Items from a data source
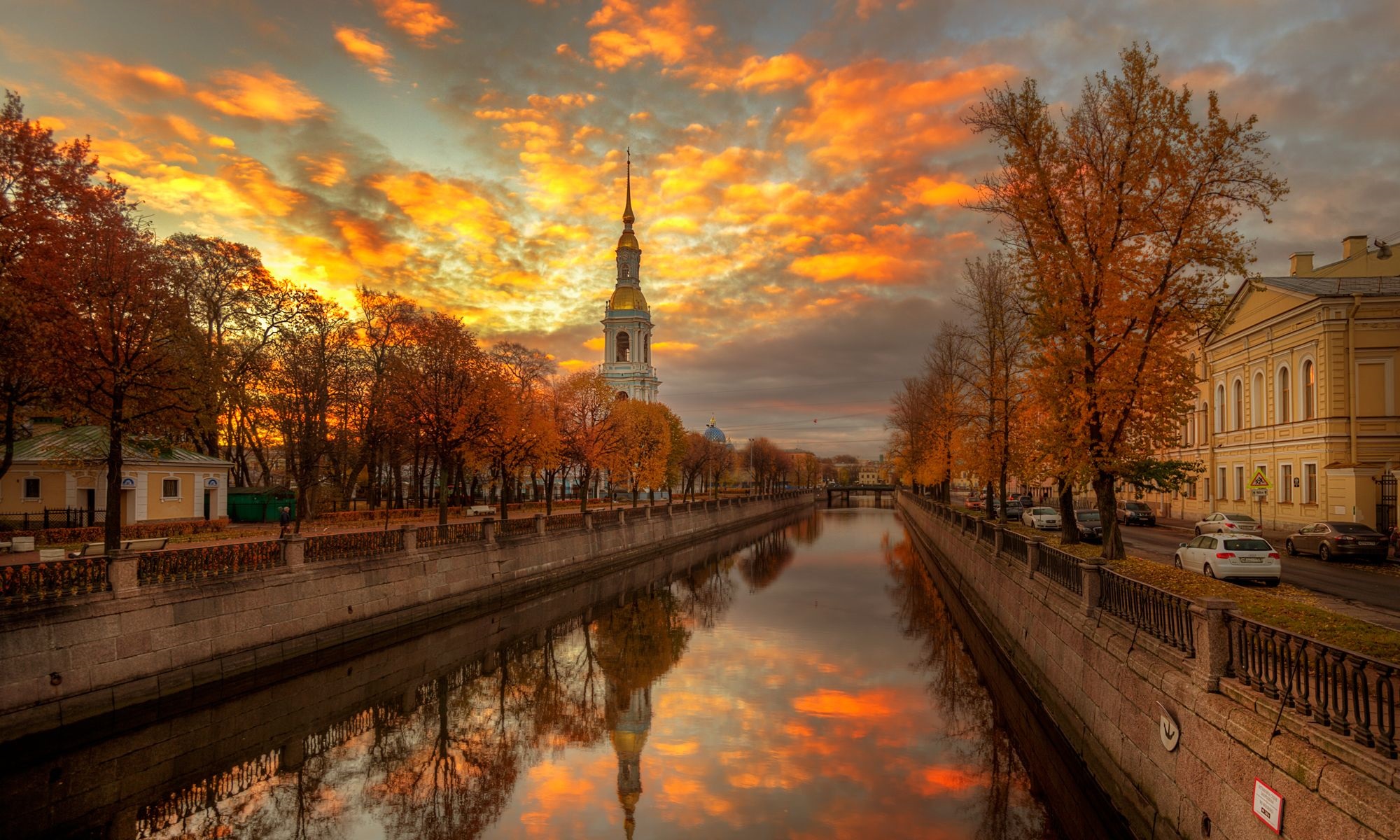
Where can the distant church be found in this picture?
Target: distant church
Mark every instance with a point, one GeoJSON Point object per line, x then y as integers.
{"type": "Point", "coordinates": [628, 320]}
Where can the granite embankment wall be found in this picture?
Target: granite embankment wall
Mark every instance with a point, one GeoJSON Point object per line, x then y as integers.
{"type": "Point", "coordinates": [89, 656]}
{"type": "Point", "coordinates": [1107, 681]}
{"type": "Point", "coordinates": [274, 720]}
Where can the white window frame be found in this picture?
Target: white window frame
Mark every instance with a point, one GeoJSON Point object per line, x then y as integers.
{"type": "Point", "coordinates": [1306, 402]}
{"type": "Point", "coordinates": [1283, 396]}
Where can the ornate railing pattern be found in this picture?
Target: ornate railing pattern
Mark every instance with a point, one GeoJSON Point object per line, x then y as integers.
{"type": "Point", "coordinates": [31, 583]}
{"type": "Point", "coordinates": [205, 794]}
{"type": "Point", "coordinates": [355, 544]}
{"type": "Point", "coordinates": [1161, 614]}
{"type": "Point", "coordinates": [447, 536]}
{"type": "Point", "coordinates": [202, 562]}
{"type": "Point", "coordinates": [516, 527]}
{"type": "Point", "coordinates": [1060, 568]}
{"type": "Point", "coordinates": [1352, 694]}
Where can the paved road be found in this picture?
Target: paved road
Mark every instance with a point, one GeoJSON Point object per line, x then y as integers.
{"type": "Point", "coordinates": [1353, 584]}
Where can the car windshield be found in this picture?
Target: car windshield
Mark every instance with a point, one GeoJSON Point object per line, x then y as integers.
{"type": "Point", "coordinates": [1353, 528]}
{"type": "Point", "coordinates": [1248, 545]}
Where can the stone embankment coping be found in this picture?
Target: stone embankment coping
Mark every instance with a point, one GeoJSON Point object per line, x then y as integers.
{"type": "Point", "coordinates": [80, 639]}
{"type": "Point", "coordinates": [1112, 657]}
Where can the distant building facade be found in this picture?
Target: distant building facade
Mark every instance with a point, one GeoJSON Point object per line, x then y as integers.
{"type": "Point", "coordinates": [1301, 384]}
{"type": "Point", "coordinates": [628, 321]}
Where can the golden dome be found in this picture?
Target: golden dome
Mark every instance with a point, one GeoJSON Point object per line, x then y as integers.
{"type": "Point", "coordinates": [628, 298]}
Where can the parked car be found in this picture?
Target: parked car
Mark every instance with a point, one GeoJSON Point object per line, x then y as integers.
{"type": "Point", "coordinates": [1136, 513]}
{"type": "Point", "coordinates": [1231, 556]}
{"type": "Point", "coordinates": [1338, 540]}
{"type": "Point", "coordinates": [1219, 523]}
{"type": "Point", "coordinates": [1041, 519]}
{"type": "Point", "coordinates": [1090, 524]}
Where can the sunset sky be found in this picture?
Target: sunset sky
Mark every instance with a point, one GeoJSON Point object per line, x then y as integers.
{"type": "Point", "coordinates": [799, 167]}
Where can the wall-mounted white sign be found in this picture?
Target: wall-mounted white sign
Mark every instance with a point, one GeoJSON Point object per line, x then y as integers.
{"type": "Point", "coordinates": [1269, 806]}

◆ Written instruction:
Reproduce the lines from the one containing "Where can the wall-mounted" through the end of the material, inclusive, substituting "post-mounted" for "wall-mounted" and leaving everything else unchanged.

◆ Correct output:
Where can the post-mounted white sign be found in this picture?
Target: post-mounted white sign
Mark every instance with a point, one GeoJSON Point object per line, x then y as integers.
{"type": "Point", "coordinates": [1269, 806]}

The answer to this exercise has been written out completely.